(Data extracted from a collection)
· · · · · · ·

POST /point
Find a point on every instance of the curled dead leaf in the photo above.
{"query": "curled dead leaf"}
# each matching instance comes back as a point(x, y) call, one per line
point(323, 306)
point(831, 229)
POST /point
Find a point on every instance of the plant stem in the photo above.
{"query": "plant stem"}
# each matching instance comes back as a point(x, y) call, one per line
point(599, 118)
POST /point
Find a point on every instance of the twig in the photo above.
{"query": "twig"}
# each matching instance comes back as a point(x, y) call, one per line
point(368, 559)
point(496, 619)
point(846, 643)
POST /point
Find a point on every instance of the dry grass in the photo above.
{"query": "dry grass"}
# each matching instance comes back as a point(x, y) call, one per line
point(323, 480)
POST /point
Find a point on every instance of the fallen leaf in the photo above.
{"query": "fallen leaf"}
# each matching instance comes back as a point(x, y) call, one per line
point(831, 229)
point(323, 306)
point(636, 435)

· · · · · · ·

**Work to complete:** Go through the entries and report every line with the string "dead".

**Task response:**
Find a point on every instance of the curled dead leaf in the photo above.
{"query": "curled dead leaf"}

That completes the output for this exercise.